## Consignes
**A)** Dans l’extrait sur la décision de la Commission, renommez « l’autre partie » en « la partie adverse » et recopiez le passage qui commence aux mots « 2. La raison » et s’arrête après « à l’autre partie. ».
**B)** Rédigez la suite de l’extrait sur la décision de la Commission à partir de sa dernière phrase.

## Extrait du document
......

II. Décision de la Commission

[9] Lorsqu’elle a autorisé la modification de la déclaration d’opposition à l’audience, la Commission a examiné les critères suivants, qui figuraient dans l’Énoncé de pratique concernant la procédure d’opposition en matière de marques de commerce en vigueur à ce moment-là :

  1. L’étape où en est rendue la procédure d’opposition;

  2. La raison pour laquelle la modification n’a pas été apportée ou la preuve n’a pas été soumise plus tôt;

  3. L’importance de la modification ou de la preuve;

  4. Le tort qui sera causé à l’autre partie.

[10] La Commission a conclu que la procédure d’opposition en était rendue à une étape très avancée et qu’aucune explication n’avait été donnée sur les raisons pour lesquelles la modification n’avait pas été apportée plus tôt. Ces facteurs militent en faveur d’un refus de la modification. Par contre, la Commission a conclu que la modification était importante et que le tort causé à ZNSI serait minime. Elle a noté qu’Industria avait déjà clairement reconnu dans sa déclaration d’opposition que la demande était fondée sur l’emploi au Canada, et a conclu que ZNSI avait toujours su qu’Industria allait se fonder sur le motif d’opposition d’absence de droit à l’enregistrement aux termes de l’article 16. Au paragraphe 18 de sa décision, la Commission a conclu que « [l]’intention [d’Industria] était d’invoquer l’article 16(1) de la Loi et [que] la mention de l’article 16(3) de la Loi n’est rien de plus qu’une erreur typographique ».

[11] La Commission a autorisé la modification au motif que l’effet des deux derniers critères surpassait en importance l’effet préjudiciable à Industria des deux premiers.

......

## Données fournies
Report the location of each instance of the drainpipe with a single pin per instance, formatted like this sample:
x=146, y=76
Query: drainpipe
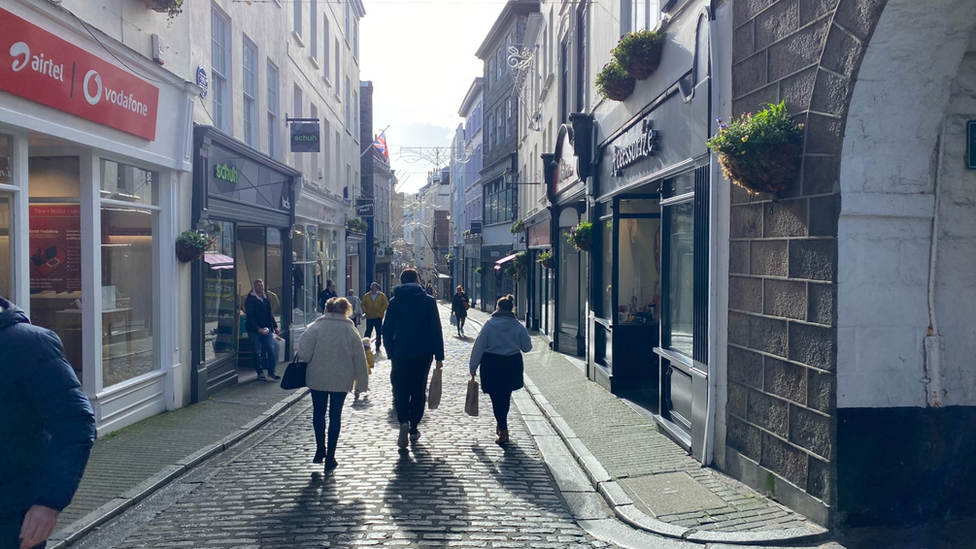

......

## Réponses fournies
**A)**
2. La raison pour laquelle la modification n’a pas été apportée ou la preuve n’a pas été soumise plus tôt;

  3. L’importance de la modification ou de la preuve;

  4. Le tort qui sera causé à la partie adverse.

**B)**
III. Décision de la Cour fédérale

[12] La juge a comparé les faits de l’espèce à ceux dans l’affaire McDowell c. Automatic Princess Holdings, LLC, 2017 CAF 126, [2018] 3 R.C.F. 445 (McDowell), où l’opposante avait demandé l’autorisation de modifier sa déclaration d’opposition afin d’invoquer l’enregistrement récent de ses propres marques de commerce. La Cour a jugé dans cet arrêt que le rejet de sa demande de modification était déraisonnable. La juge a mentionné que le dépôt tardif de la demande dans l’affaire McDowell était atténué par le fait que le tort subi par l’autre partie pouvait être réparé par le seul fait de lui accorder plus de temps. Elle a ajouté que l’explication donnée était l’inadvertance et que l’autre partie était probablement au courant de l’omission puisque la déclaration d’opposition originale indiquait que l’enregistrement des marques de commerce était imminent, et que les enregistrements ont été déposés en preuve.

[13] La juge a conclu que les faits pertinents dans la présente affaire justifiaient de ne pas autoriser la modification de la déclaration d’opposition. Elle a fait observer que la demande de modification n’a été présentée qu’à l’audience et que plus de temps n’avait pas été accordé à ZNSI pour y répondre. La juge a également noté qu’aucune explication n’avait été donnée pour justifier le retard de la demande, pas même l’inadvertance.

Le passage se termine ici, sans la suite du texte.